** Start of Dataset extract **

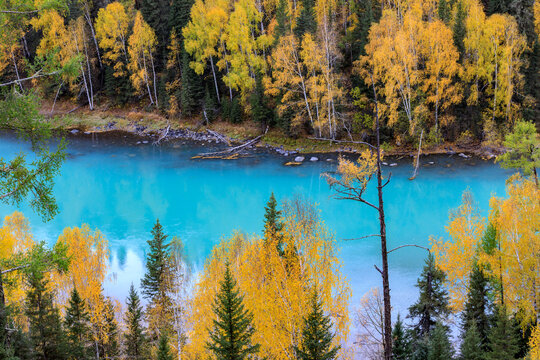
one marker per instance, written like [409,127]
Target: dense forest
[443,70]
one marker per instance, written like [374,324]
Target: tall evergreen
[440,347]
[134,337]
[503,337]
[317,335]
[478,304]
[472,347]
[77,327]
[459,29]
[164,351]
[230,338]
[156,263]
[432,303]
[44,322]
[306,22]
[401,349]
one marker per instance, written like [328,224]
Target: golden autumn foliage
[112,25]
[275,286]
[457,255]
[88,252]
[515,260]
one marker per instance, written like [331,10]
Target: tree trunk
[387,335]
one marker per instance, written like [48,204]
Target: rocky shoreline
[293,157]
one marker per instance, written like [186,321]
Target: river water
[121,187]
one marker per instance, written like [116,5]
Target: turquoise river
[121,187]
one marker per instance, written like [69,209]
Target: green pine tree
[111,349]
[478,305]
[432,303]
[472,347]
[459,29]
[164,351]
[306,22]
[316,334]
[77,327]
[503,337]
[44,322]
[230,338]
[440,347]
[401,349]
[156,263]
[134,337]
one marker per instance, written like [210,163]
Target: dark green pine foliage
[317,335]
[459,29]
[77,327]
[472,347]
[164,351]
[444,11]
[432,303]
[306,22]
[260,110]
[44,322]
[230,338]
[401,348]
[478,306]
[283,26]
[156,263]
[192,88]
[440,347]
[503,337]
[111,349]
[134,337]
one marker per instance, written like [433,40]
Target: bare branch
[402,246]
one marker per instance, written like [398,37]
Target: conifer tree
[400,343]
[316,334]
[135,339]
[503,337]
[478,306]
[230,338]
[472,346]
[439,344]
[306,22]
[432,303]
[156,263]
[164,351]
[44,322]
[77,326]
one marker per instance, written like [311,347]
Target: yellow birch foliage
[15,238]
[441,66]
[456,256]
[517,220]
[112,25]
[89,256]
[275,287]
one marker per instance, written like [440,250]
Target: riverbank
[156,129]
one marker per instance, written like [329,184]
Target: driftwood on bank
[231,152]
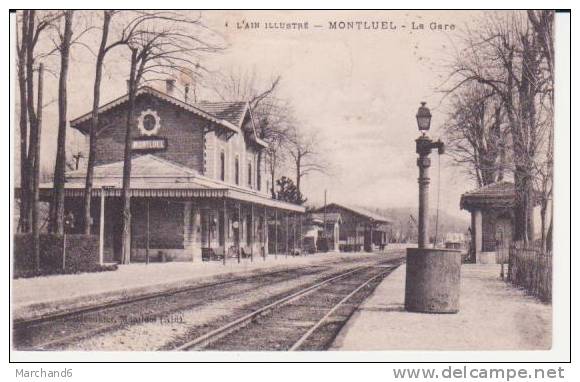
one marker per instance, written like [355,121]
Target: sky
[358,90]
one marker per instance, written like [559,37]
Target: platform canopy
[494,195]
[152,176]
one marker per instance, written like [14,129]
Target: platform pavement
[39,296]
[493,316]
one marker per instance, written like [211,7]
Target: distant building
[324,226]
[360,229]
[198,184]
[492,219]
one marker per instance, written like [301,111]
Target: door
[503,239]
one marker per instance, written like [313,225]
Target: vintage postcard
[284,182]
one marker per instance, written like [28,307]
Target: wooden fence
[531,268]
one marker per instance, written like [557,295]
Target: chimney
[169,86]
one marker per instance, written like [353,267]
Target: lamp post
[424,147]
[432,275]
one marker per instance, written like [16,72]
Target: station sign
[149,144]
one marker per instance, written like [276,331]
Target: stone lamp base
[433,280]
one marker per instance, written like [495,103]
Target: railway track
[59,332]
[315,313]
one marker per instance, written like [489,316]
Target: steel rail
[214,335]
[306,335]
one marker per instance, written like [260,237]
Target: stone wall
[81,253]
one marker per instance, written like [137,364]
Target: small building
[360,229]
[492,220]
[324,226]
[198,185]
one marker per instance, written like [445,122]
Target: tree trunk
[95,123]
[36,176]
[57,208]
[24,223]
[298,174]
[32,120]
[126,195]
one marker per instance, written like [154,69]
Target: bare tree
[128,28]
[32,25]
[306,159]
[56,219]
[476,138]
[165,44]
[505,55]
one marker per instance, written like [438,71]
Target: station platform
[493,315]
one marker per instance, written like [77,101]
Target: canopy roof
[365,214]
[152,176]
[330,217]
[494,195]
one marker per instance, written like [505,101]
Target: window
[237,171]
[222,166]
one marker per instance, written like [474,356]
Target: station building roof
[152,176]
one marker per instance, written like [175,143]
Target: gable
[82,123]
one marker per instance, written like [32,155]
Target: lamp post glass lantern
[423,118]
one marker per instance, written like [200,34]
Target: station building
[359,229]
[198,184]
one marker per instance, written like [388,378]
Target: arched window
[237,171]
[223,166]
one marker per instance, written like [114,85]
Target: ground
[493,316]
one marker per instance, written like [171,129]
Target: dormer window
[237,171]
[222,166]
[259,173]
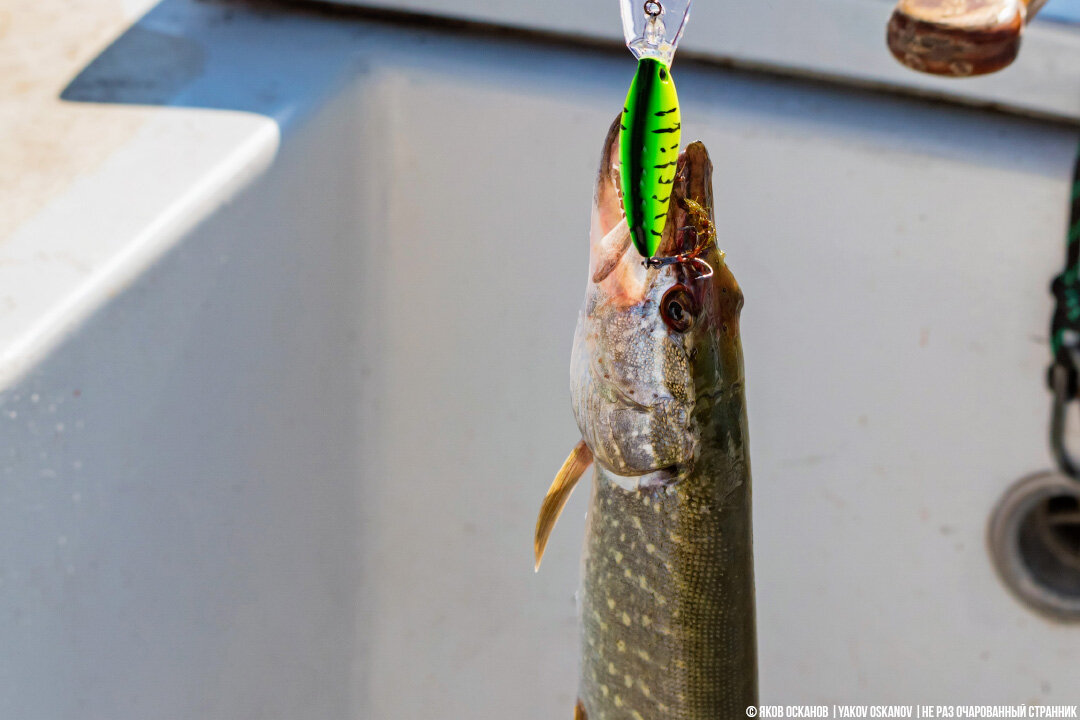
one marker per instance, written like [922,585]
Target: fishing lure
[651,121]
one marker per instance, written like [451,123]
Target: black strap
[1065,325]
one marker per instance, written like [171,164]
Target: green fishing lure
[651,121]
[648,152]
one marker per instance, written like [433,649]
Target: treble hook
[1063,380]
[687,258]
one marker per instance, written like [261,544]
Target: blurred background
[287,293]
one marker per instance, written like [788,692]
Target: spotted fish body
[667,611]
[649,143]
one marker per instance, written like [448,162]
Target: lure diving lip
[651,120]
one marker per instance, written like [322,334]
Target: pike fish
[667,616]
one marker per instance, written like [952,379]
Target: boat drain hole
[1035,540]
[1049,544]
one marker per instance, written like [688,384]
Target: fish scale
[667,610]
[689,648]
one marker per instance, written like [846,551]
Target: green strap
[1066,288]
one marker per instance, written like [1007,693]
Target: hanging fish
[651,122]
[658,392]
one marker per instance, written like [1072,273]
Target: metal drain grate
[1035,541]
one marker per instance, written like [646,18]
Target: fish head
[642,333]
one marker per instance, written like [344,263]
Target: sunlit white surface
[282,458]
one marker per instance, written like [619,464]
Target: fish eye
[677,310]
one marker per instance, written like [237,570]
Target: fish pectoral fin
[559,491]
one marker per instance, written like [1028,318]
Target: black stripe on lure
[651,121]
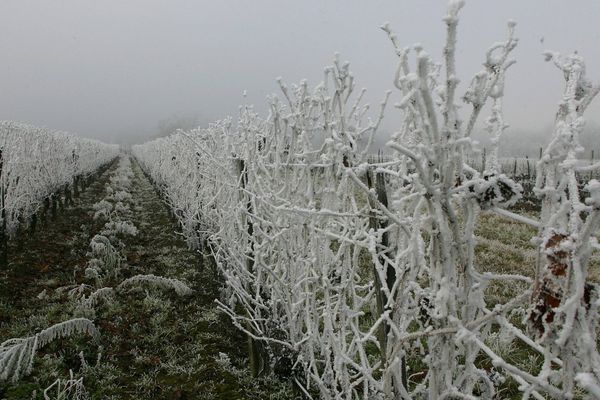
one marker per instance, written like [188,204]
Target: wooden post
[483,157]
[390,272]
[3,233]
[254,355]
[592,162]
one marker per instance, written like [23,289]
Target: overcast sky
[112,68]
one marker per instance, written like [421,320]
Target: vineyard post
[591,163]
[253,349]
[3,234]
[390,272]
[483,157]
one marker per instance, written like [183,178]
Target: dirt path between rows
[153,344]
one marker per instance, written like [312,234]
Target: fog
[122,71]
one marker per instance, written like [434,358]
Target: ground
[153,344]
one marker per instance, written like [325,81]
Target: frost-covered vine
[357,276]
[36,163]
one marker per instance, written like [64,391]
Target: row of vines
[358,278]
[36,164]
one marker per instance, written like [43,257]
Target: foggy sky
[112,69]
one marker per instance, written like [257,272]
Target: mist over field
[201,200]
[114,70]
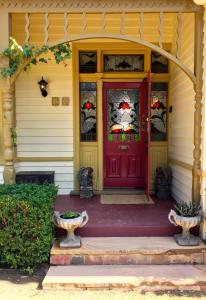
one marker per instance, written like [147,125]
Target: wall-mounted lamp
[42,85]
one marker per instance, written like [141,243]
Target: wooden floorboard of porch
[120,220]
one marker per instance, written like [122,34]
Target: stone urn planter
[70,221]
[186,222]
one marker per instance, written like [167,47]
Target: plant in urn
[186,216]
[70,221]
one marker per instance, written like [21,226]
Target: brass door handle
[123,147]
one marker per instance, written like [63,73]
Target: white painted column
[203,154]
[7,100]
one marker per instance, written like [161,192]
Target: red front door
[124,135]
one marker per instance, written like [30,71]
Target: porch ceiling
[99,5]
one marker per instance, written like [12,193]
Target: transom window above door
[124,63]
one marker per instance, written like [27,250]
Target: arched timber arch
[130,39]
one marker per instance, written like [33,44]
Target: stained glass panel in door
[123,115]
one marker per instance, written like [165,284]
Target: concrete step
[141,278]
[114,191]
[128,251]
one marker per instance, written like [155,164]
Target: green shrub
[26,227]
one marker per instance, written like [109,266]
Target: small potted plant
[70,220]
[187,216]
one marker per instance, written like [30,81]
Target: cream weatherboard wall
[1,140]
[182,95]
[45,132]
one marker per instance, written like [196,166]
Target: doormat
[125,199]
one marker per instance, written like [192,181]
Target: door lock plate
[123,147]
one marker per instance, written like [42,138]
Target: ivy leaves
[22,57]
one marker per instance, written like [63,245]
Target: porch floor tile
[120,220]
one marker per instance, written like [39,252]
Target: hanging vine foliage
[22,57]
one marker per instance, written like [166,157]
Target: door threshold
[122,191]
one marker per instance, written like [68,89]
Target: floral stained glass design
[88,95]
[159,111]
[123,115]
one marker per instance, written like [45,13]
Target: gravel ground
[17,286]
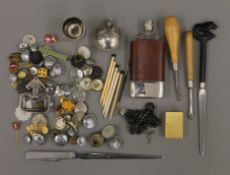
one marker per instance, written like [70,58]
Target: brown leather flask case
[147,60]
[147,68]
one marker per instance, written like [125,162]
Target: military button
[61,139]
[96,140]
[96,85]
[73,140]
[77,119]
[77,61]
[78,94]
[23,47]
[108,131]
[115,142]
[29,39]
[87,70]
[12,78]
[57,70]
[85,83]
[81,108]
[90,121]
[25,56]
[59,123]
[38,139]
[36,57]
[49,61]
[97,72]
[84,51]
[33,71]
[81,140]
[39,119]
[27,139]
[75,75]
[90,61]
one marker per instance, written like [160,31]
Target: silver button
[108,131]
[29,39]
[85,83]
[61,139]
[33,71]
[59,123]
[90,121]
[75,75]
[87,70]
[115,143]
[49,61]
[39,119]
[81,140]
[38,139]
[81,108]
[84,51]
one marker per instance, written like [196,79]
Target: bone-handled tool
[189,50]
[172,34]
[202,32]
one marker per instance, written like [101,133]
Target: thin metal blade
[177,86]
[190,107]
[105,155]
[202,115]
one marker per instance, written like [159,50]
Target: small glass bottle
[147,63]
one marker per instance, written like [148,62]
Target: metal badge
[39,118]
[84,51]
[81,108]
[90,121]
[59,123]
[96,140]
[29,39]
[38,139]
[87,70]
[85,83]
[108,131]
[96,85]
[115,142]
[49,61]
[75,75]
[61,139]
[81,140]
[73,28]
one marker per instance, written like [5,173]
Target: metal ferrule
[175,67]
[190,84]
[202,85]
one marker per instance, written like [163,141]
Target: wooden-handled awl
[189,54]
[172,34]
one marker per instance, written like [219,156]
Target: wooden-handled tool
[189,54]
[172,34]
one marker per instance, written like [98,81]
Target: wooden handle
[172,33]
[189,55]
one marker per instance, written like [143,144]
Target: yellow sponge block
[174,125]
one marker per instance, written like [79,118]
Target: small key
[149,133]
[16,125]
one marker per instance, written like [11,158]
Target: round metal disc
[96,85]
[90,121]
[61,139]
[85,83]
[81,108]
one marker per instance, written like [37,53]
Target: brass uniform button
[96,140]
[85,83]
[96,85]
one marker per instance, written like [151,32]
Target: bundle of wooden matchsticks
[112,88]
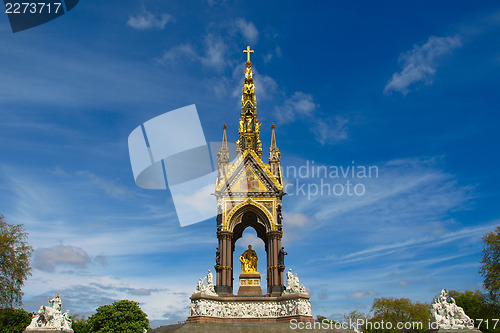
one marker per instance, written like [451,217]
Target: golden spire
[249,124]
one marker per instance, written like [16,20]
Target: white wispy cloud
[215,51]
[111,188]
[297,219]
[214,55]
[47,258]
[183,51]
[269,56]
[298,105]
[147,21]
[331,130]
[419,64]
[326,130]
[362,294]
[247,30]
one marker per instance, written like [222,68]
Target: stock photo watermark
[310,180]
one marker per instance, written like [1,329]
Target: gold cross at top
[248,51]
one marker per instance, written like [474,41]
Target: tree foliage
[120,317]
[490,262]
[14,320]
[15,256]
[398,310]
[480,308]
[80,324]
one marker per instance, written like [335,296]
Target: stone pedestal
[48,330]
[250,285]
[244,309]
[454,330]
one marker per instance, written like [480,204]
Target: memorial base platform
[249,309]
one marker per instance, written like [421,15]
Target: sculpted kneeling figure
[249,261]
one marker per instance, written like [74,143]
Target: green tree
[14,320]
[15,256]
[398,310]
[120,317]
[354,317]
[478,307]
[320,318]
[490,263]
[80,324]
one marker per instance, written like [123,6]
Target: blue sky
[410,87]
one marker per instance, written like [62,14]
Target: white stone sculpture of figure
[51,317]
[448,315]
[56,303]
[292,284]
[200,287]
[209,289]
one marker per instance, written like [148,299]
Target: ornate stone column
[274,273]
[224,270]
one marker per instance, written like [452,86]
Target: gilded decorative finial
[248,51]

** End of Dataset extract **

Task directions: Each line from the one containing "one marker per instance, written like [480,204]" to the end of the listing above should be copied exactly, and nothing else.

Output for this task:
one marker per instance, written like [480,204]
Target: memorial base platform
[249,309]
one marker per instance, written like [421,15]
Target: sculpted kneeling figure
[249,261]
one marker per instance, written like [74,143]
Target: green tree
[14,320]
[15,256]
[398,310]
[120,317]
[354,317]
[478,307]
[320,318]
[490,263]
[80,324]
one marker per instance, written like [123,6]
Target: blue sky
[410,87]
one marker per instance, written like [62,14]
Target: white stone sculpture of figure
[51,317]
[448,315]
[56,303]
[292,284]
[200,287]
[209,289]
one marker per instance, written like [148,299]
Target: ornate stone column
[274,273]
[224,270]
one marker per instance, written like [452,86]
Target: gilded decorative finial
[248,51]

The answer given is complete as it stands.